[WHAT TO PRODUCE]:
Retype, without any alteration, the portion of the Waterbed album text below that begins with the words containing "Track listing" and ends with "(tracks 1 & 7)".

[EXTRACT]:
+++

Waterbed is an album by flautist Herbie Mann recorded in 1975 and released on the Atlantic label.

Reception

The Allmusic site awarded the album 2 stars stating: "Many jazz critics hated commercial Mann LPs like Discotheque and Waterbed with a passion, and saw them as examples of a gifted virtuoso dumbing his music down in order to sell more records. But young soul and funk lovers were digging Mann and didn't understand why jazz snobs had it in for him.  ...Waterbed is a vocal-oriented soul/funk project first and foremost. In fact, it's one of the strongest commercial albums he recorded ...worth trying to find if you're a fan of 1970s soul/funk".

Track listing 
 "Waterbed" (Melvin Barton, Walter Chiles) – 3:49
 "Deus Xango" (Astor Piazzolla) – 4:34
 "Violet Don't Be Blue" (Pat Kirby, Pat Rebillot) – 5:08
 "I Got a Woman" (Ray Charles, Renald Richard) – 3:48
 "Comin' Home Baby" (Ben Tucker, Bob Dorough) – 5:33
 "Paradise Music" (Herbie Mann) – 4:55
 "Bang! Bang!" (Joe Cuba, Jimmy Sabater) – 4:50
 "Body Oil" (Mann) – 4:49

Personnel 
Herbie Mann – flute
David Newman – tenor saxophone (tracks 1 & 7)

+++

[EXTRACTED INFORMATION]:
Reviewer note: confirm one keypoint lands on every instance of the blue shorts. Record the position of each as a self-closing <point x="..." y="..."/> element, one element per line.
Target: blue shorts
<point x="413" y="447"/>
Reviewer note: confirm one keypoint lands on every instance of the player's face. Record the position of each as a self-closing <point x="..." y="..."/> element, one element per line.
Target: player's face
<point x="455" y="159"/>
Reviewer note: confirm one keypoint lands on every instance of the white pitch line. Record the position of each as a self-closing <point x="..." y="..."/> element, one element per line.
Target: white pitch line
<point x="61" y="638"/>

+++

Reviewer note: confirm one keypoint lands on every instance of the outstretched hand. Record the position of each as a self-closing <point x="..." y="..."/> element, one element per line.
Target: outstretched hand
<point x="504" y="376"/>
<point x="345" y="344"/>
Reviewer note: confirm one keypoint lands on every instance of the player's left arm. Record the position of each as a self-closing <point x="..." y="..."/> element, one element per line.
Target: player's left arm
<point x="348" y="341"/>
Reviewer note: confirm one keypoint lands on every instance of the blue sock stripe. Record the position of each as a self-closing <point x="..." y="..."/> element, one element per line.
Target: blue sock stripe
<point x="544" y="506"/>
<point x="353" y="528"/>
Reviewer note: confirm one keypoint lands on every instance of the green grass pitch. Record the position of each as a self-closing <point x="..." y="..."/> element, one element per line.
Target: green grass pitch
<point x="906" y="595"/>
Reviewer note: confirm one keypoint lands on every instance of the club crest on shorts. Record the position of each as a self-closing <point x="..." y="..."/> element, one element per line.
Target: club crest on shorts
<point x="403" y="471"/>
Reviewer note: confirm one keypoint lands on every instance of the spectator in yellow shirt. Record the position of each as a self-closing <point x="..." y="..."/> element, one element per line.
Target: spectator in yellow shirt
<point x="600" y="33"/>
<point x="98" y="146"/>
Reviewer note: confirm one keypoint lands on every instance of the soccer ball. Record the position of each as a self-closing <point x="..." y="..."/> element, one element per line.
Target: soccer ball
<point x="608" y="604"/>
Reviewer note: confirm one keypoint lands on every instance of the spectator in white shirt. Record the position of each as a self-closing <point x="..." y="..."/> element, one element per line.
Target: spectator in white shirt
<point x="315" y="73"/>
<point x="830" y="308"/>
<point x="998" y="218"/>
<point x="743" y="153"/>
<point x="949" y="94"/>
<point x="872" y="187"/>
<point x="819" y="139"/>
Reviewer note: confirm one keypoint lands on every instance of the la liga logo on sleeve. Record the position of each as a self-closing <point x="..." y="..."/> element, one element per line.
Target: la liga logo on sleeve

+++

[ANSWER TO THIS TASK]:
Track listing 
 "Waterbed" (Melvin Barton, Walter Chiles) – 3:49
 "Deus Xango" (Astor Piazzolla) – 4:34
 "Violet Don't Be Blue" (Pat Kirby, Pat Rebillot) – 5:08
 "I Got a Woman" (Ray Charles, Renald Richard) – 3:48
 "Comin' Home Baby" (Ben Tucker, Bob Dorough) – 5:33
 "Paradise Music" (Herbie Mann) – 4:55
 "Bang! Bang!" (Joe Cuba, Jimmy Sabater) – 4:50
 "Body Oil" (Mann) – 4:49

Personnel 
Herbie Mann – flute
David Newman – tenor saxophone (tracks 1 & 7)